■ Tasks
(1) Copy the passage of the minimum wage article from "Living in her" up to and including "federal, is $7.25." word for word.
(2) In the minimum wage article, what is Pennsylvania's tipped minimum wage per hour?

Tired of ads? Subscribers enjoy a distraction-free reading experience.
Click here to subscribe today or Login.

Cori Shetter is a college graduate and aspiring actress who’s worked minimum-wage jobs for 15 years.

“It’s like swinging from Tarzan vine to Tarzan vine. One vine’s about to end and break, so you just grab the next one, but you’re never really putting your feet on solid ground,” said the 31-year-old Pittsburgh resident.

Living in her Lawrenceville home is only possible because her parents own it, and Shetter pays them as much of the mortgage and other expenses as she can.

The one major thing she could do to further her career goals — auditioning — has fallen by the wayside as she invests most of her time in serving jobs for small, but reliable, paychecks. She supplements that by cutting hair for up to 10 clients a month at home.

Many servers, like Shetter, earn Pennsylvania’s tipped minimum wage of $2.83 per hour. The standard minimum wage, both state and federal, is $7.25.

Many believe the minimum wage hasn’t kept up with the times, and movements to raise it are being led by grassroots groups and governments in communities across the nation. In June, Los Angeles became the biggest city in the country to raise its minimum wage to $15 by 2020.

Nineteen U.S. cities and counties experienced mandated wage increases this year; 29 states and Washington, D.C., already require employers to pay workers more than $7.25.

Pennsylvania isn’t part of this group – yet.

There are five bills pending in the state Legislature proposing to raise the minimum wage, with different methods and standards ranging from $8.75 to $15. Some politicians and business owners said they worry that putting this mandate on employers could mean fewer job openings and other cutbacks in the business community.

“If minimum wage is hiked, many of these jobs will vanish, or work hours will be drastically cut,” state Rep. Stephen Bloom, R-Cumberland, wrote in an email. “Employers simply find less costly alternatives, either through automation, technology or other means.”

Even economists, who also have opinions, disagree about the impact. Although some studies indicate a minimum-wage increase would cause job losses, other studies show just the opposite, said Sean Flaherty, the economics chair at Franklin & Marshall College in Lancaster.

“There’s just no strong consensus evidence that this is a significant problem when you have a modest increase in the minimum wage, done in stepwise fashion,” Flaherty said.

The proposals

The federal wage hasn’t increased since 2009, when it rose from $6.55 to $7.25. In 2008, it rose from $5.85.

Several states, counties and cities are taking the matter into their own hands.

In Pennsylvania, the most ambitious proposed bill is from Sen. Daylin Leach, D-Delaware, Montgomery. His “One Fair Wage” bill would raise the wage to $15 an hour and tie it to inflation across the board, for regular and tipped employees.

■ Source excerpt
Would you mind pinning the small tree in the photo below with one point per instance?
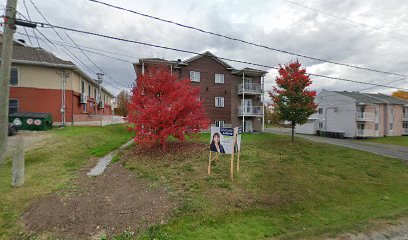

■ Answers to each task
(1)
Living in her Lawrenceville home is only possible because her parents own it, and Shetter pays them as much of the mortgage and other expenses as she can.

The one major thing she could do to further her career goals — auditioning — has fallen by the wayside as she invests most of her time in serving jobs for small, but reliable, paychecks. She supplements that by cutting hair for up to 10 clients a month at home.

Many servers, like Shetter, earn Pennsylvania’s tipped minimum wage of $2.83 per hour. The standard minimum wage, both state and federal, is $7.25.

(2) $2.83 per hour.